[start of Extract to read]

[Beowulf] What services do you run on your cluster nodes?

Sun Sep 28 11:07:02 PDT 2008

On Fri, 26 Sep 2008, Robert G. Brown wrote:

> On Fri, 26 Sep 2008, Donald Becker wrote:
> 
> > But that rule doesn't continue when we move to higher core counts.  We
> > still want a little observability, but a number for each of a zillion
> > cores is useless.  Perhaps worse than useless, because each tool has to
> > make its own decision about how to summarize the values before using them.
> > A better solution is to have the reporting side summarize the values.
> 
> Why is this a better solution?  Might not applications NOT wish to
> summarize or aggregate?  And why does the cutoff occur at 2 cpus (and
> not 1).

There are four fixed slot for CPU utilization percentage, not two.

One rule for counting is  0, 1, 2, Many.  You have to draw the cut-off 
somewhere, and somewhere 4 or 8 is where the numbers stop being useful 
when a human looks at them.

After 4 you find that you stop caring about what each core is doing, and
instead ask
  - how many cores are essentially idle / available to do work
  - how close to fully busy are the occupied cores
  - how close to completely idle are the idle cores

>  And what do you choose to compute and return?  Aggregated
> activity (not showing how it is distributed), or average activity (even
> worse, just showing a nominal percentage of total aggregate activity?

For the numbers reported per socket or per core, you report and use
utilization percentage.  BeoStat also reports system load average, mostly
because people expect it.  But the length of the run queue isn't a good
indication of how effective the node is getting work done.

> And how do you differentiate (or do you) between a single processor dual
> core and a dual processor single core and a single processor quad core
> and a dual processor dual core, etc?

[end of Extract to read]

*Job 1*: Rewrite the section of the cluster monitoring thread that opens with the words containing "Sun Sep 28 11:07:02" and closes with "summarize the values.", putting "huge number of" in place of "zillion".
*Job 2*: In the cluster monitoring thread, what does BeoStat report in addition to per-socket or per-core utilization percentage?

[start of Information shown]

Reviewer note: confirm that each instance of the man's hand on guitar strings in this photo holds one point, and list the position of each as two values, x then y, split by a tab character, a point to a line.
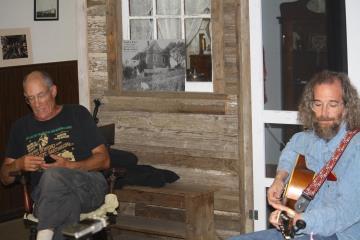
275	192
289	212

[end of Information shown]

*Exercise result 1*:
Sun Sep 28 11:07:02 PDT 2008

On Fri, 26 Sep 2008, Robert G. Brown wrote:

> On Fri, 26 Sep 2008, Donald Becker wrote:
> 
> > But that rule doesn't continue when we move to higher core counts.  We
> > still want a little observability, but a number for each of a huge number of
> > cores is useless.  Perhaps worse than useless, because each tool has to
> > make its own decision about how to summarize the values before using them.
> > A better solution is to have the reporting side summarize the values.

*Exercise result 2*: System load average.